*** Opening of Given data ***
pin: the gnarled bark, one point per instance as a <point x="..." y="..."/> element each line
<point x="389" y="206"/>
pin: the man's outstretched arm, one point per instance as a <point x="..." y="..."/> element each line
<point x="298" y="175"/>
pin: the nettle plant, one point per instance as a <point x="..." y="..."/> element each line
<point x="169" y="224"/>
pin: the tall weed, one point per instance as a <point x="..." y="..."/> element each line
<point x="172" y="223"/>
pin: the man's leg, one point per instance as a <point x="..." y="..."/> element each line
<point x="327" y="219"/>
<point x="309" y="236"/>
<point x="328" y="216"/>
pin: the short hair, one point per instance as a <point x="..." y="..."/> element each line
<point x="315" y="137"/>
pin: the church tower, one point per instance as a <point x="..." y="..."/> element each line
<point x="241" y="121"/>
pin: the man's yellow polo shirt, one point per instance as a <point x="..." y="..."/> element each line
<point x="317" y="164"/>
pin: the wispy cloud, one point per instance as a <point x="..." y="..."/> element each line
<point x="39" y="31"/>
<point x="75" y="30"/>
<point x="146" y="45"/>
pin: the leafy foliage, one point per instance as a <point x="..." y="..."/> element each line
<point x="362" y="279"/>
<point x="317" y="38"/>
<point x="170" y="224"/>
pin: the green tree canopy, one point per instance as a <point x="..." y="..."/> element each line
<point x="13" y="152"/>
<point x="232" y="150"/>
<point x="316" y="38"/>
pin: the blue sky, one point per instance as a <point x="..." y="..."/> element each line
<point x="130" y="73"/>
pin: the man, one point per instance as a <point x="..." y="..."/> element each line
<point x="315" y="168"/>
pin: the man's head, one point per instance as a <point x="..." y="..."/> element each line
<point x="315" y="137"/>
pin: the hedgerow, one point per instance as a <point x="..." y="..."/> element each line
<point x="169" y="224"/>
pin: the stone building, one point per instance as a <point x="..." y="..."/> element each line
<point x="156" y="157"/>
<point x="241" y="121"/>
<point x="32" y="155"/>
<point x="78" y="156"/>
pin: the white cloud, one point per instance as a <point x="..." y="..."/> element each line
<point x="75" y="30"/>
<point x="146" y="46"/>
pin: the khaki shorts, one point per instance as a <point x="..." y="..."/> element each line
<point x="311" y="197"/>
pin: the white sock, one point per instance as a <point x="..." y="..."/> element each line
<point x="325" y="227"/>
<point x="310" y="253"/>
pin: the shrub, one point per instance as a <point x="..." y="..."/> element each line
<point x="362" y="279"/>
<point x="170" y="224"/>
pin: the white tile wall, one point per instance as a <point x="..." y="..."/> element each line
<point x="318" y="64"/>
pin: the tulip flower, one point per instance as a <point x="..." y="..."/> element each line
*** Close of Given data ***
What is needed is an exact copy of every entry.

pin: the gnarled bark, one point per instance as a <point x="..." y="..."/> element each line
<point x="389" y="206"/>
pin: the man's outstretched arm, one point per instance as a <point x="..." y="..."/> element each line
<point x="298" y="175"/>
pin: the nettle plant, one point per instance as a <point x="..." y="..."/> element each line
<point x="169" y="224"/>
pin: the tall weed, one point per instance as a <point x="..." y="..."/> element each line
<point x="172" y="223"/>
pin: the man's leg, one point per instance as a <point x="..." y="..."/> element each line
<point x="327" y="219"/>
<point x="309" y="236"/>
<point x="328" y="216"/>
pin: the short hair, one point per instance as a <point x="..." y="..."/> element each line
<point x="315" y="137"/>
pin: the church tower, one point per instance as a <point x="..." y="..."/> element each line
<point x="241" y="121"/>
pin: the man's yellow polo shirt, one point per instance as a <point x="..." y="..."/> element each line
<point x="317" y="164"/>
pin: the wispy cloud, one point per instance as a <point x="..." y="..."/> element each line
<point x="39" y="31"/>
<point x="75" y="30"/>
<point x="146" y="45"/>
pin: the leafy foliage, one point per instance as a <point x="..." y="..."/> element each line
<point x="362" y="279"/>
<point x="317" y="38"/>
<point x="170" y="224"/>
pin: the green tree canopy, one point per instance as a <point x="..." y="..."/> element each line
<point x="13" y="152"/>
<point x="232" y="150"/>
<point x="316" y="38"/>
pin: the blue sky, one point per instance as a <point x="..." y="..."/> element each line
<point x="130" y="73"/>
pin: the man, one point per instance as a <point x="..." y="..."/> element each line
<point x="315" y="168"/>
pin: the man's head, one point per instance as a <point x="..." y="..."/> element each line
<point x="315" y="137"/>
pin: the hedgerow, one point per instance as a <point x="..." y="..."/> element each line
<point x="169" y="224"/>
pin: the stone building, one point per instance as a <point x="..." y="..."/> element each line
<point x="156" y="157"/>
<point x="241" y="121"/>
<point x="32" y="155"/>
<point x="78" y="156"/>
pin: the white cloud, one point per instance as a <point x="..." y="..."/> element each line
<point x="75" y="30"/>
<point x="146" y="46"/>
pin: the khaki shorts, one point per instance as a <point x="..." y="..."/> element each line
<point x="311" y="197"/>
pin: the white sock, one point per instance as a <point x="..." y="..."/> element each line
<point x="325" y="227"/>
<point x="310" y="253"/>
pin: the shrub, one point per instance as a <point x="..." y="..."/> element each line
<point x="362" y="279"/>
<point x="170" y="224"/>
pin: the white tile wall, one point per instance as a <point x="..." y="..."/> element each line
<point x="318" y="64"/>
pin: the tulip flower, one point per instance as a <point x="..." y="..."/> element each line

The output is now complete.